__Исходный фрагмент__
Отлучавшиеся возвращались нагруженными всем, что только можно себе представить чудесного и богатого. Между замечательными вещами было несколько серебряных риз с образов, с прекрасными тиснеными украшениями; приносили также слитки серебра величиною в кирпич; затем были головные украшения, индейские шали, ткани из шелка, затканные серебром и золотом. Мы, унтер-офицеры, имели право брать себе от солдат двадцать процентов с приносимого ими».

Это – уже цитата из воспоминаний одного французского вояки. Вот так широко и разнузданно было поставлено дело грабежа.

Верещагин пишет, как подмосковные жители села Останкина приехали в Москву на 30 подводах с овсом и мукою, чтобы продать всё французам. Всё у них было куплено, за всё заплачено; их отпустили назад и наказали непременно приезжать опять. Но едва они выехали за город, как выселенные из города французы напали на них, избили, отняли лошадей, а самих крестьян возвратили в Москву и заставили работать. «Еще два другие крестьянина из выискавшихся охотников продавать французам сельские произведения были ограблены», — рассказывает историк. После этого, конечно, торговать с ними желающих не оказалось, и, несмотря на все старания и заманивания интенданта Лессепса и его русских помощников, восстановить безопасности и свободного обмена не удалось.

Верещагин пишет:

«С несчастною Москвой не церемонились: приказано было обдирать ризы с икон и вместе с паникадилами, крестами, сосудами переливать в металл. Семнадцать пудов золота и 365 пудов серебра было приготовлено в слитках для отправки во Францию. Кроме того, были взяты многие «трофеи»: герб Москвы, со здания Сената, орел, с Никольских ворот, крест с колокольни Ивана Великого. На операцию снятия этого гигантского креста потрачено было немало трудов и времени. Император захотел украсить им церковь инвалидного дома в Париже, и, сам наблюдая за работой, сердился на то, что ˮпроклятые галки, тучами носившиеся над колокольней, как будто хотели защищать свой крест!ˮ Уверяют, что Бертье, герцог Ваграмский, стоявший во время работ по съемке этого креста с генералом Дюма на балконе покоев императрицы, не утерпел, чтобы не выразить своего негодования: можно ли делать подобные вещи, почти имея уже мир в кармане!»

Позиции набора данных

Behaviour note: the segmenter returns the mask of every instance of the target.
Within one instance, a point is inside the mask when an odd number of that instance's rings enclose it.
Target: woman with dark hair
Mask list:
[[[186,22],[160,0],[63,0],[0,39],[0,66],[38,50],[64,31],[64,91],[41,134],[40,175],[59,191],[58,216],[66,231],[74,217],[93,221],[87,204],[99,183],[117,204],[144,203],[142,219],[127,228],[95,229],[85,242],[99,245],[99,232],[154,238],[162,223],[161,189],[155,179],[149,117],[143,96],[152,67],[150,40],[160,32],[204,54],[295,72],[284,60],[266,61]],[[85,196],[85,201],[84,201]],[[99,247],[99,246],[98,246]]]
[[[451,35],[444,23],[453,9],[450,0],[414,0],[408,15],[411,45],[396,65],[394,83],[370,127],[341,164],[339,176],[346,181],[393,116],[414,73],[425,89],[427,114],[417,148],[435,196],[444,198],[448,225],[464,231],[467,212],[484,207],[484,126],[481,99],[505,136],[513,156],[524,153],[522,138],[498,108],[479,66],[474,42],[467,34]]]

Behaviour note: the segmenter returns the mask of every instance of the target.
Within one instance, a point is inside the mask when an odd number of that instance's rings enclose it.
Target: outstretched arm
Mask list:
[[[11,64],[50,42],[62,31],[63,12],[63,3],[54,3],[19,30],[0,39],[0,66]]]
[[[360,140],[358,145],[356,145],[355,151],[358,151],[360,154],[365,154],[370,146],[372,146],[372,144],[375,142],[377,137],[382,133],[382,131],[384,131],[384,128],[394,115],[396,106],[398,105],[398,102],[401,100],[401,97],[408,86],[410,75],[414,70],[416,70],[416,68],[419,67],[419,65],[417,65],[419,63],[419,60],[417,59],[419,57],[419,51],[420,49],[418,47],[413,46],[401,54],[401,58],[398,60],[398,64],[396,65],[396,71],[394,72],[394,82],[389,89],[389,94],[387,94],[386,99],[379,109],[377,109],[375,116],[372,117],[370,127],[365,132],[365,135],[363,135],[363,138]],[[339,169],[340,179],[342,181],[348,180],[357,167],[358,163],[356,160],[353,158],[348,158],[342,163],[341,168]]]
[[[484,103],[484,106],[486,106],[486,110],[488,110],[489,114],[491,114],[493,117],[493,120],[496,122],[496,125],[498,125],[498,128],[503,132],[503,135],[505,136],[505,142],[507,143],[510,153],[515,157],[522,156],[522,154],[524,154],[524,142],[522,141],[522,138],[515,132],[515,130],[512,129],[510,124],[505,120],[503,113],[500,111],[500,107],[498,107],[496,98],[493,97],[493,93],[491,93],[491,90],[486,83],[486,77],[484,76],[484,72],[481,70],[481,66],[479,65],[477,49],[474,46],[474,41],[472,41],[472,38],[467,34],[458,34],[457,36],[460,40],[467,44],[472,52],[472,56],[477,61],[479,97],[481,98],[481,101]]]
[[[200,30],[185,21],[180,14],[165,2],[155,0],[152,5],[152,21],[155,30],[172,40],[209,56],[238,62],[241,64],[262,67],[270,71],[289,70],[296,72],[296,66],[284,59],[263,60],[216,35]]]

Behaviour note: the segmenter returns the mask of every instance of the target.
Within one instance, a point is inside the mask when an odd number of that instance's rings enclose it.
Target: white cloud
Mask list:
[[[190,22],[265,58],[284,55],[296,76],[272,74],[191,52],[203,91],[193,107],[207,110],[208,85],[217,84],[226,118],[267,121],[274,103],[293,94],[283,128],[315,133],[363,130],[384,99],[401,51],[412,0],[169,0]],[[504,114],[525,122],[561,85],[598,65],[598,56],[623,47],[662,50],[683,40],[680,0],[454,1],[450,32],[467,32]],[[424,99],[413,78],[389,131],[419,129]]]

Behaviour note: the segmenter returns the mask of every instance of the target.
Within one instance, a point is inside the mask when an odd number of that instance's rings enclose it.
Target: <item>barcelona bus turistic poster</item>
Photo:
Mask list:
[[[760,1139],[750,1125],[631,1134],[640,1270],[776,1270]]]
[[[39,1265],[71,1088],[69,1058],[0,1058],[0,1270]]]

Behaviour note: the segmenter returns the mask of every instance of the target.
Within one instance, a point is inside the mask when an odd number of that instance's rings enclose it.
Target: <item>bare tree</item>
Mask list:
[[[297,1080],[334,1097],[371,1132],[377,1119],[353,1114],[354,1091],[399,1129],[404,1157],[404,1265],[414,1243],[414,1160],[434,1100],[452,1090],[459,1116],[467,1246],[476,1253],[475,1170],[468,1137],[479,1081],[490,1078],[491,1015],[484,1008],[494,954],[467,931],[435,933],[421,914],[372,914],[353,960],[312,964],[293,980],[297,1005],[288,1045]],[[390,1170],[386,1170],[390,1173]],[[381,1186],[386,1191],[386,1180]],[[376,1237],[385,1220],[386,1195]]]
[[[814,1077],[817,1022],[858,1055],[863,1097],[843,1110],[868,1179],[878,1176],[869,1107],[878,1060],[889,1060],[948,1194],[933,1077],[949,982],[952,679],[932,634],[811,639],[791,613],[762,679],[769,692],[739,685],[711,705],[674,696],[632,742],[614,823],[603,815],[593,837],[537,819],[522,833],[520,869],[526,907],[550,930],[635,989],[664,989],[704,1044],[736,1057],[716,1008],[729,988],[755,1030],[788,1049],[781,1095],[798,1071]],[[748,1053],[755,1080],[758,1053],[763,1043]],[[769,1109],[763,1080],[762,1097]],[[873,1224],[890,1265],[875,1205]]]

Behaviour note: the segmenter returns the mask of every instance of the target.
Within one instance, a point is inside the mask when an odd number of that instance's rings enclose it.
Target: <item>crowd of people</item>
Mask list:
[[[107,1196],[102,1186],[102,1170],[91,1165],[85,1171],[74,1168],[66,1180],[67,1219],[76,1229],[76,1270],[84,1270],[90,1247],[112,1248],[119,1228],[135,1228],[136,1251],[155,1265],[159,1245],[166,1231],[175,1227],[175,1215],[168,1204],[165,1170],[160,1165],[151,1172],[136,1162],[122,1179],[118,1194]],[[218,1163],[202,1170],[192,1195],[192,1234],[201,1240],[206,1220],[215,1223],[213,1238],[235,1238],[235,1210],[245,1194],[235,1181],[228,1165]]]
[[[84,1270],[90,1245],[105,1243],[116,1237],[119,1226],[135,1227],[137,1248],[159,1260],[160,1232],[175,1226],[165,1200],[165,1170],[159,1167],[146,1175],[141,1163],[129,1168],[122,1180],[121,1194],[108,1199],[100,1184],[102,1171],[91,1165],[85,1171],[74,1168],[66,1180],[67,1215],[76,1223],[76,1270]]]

__Что нужно сделать__
a. Перепишите без изменений часть фрагмента о разграблении Москвы, начиная со слов "Отлучавшиеся возвращались нагруженными" и продолжая вплоть до слов "поставлено дело грабежа.".
b. Сколько пудов серебра в слитках, согласно фрагменту о разграблении Москвы, было приготовлено для отправки во Францию?
Записи в этой работе не используются.

__Полученные ответы__
a.
Отлучавшиеся возвращались нагруженными всем, что только можно себе представить чудесного и богатого. Между замечательными вещами было несколько серебряных риз с образов, с прекрасными тиснеными украшениями; приносили также слитки серебра величиною в кирпич; затем были головные украшения, индейские шали, ткани из шелка, затканные серебром и золотом. Мы, унтер-офицеры, имели право брать себе от солдат двадцать процентов с приносимого ими».

Это – уже цитата из воспоминаний одного французского вояки. Вот так широко и разнузданно было поставлено дело грабежа.

b. 365 пудов.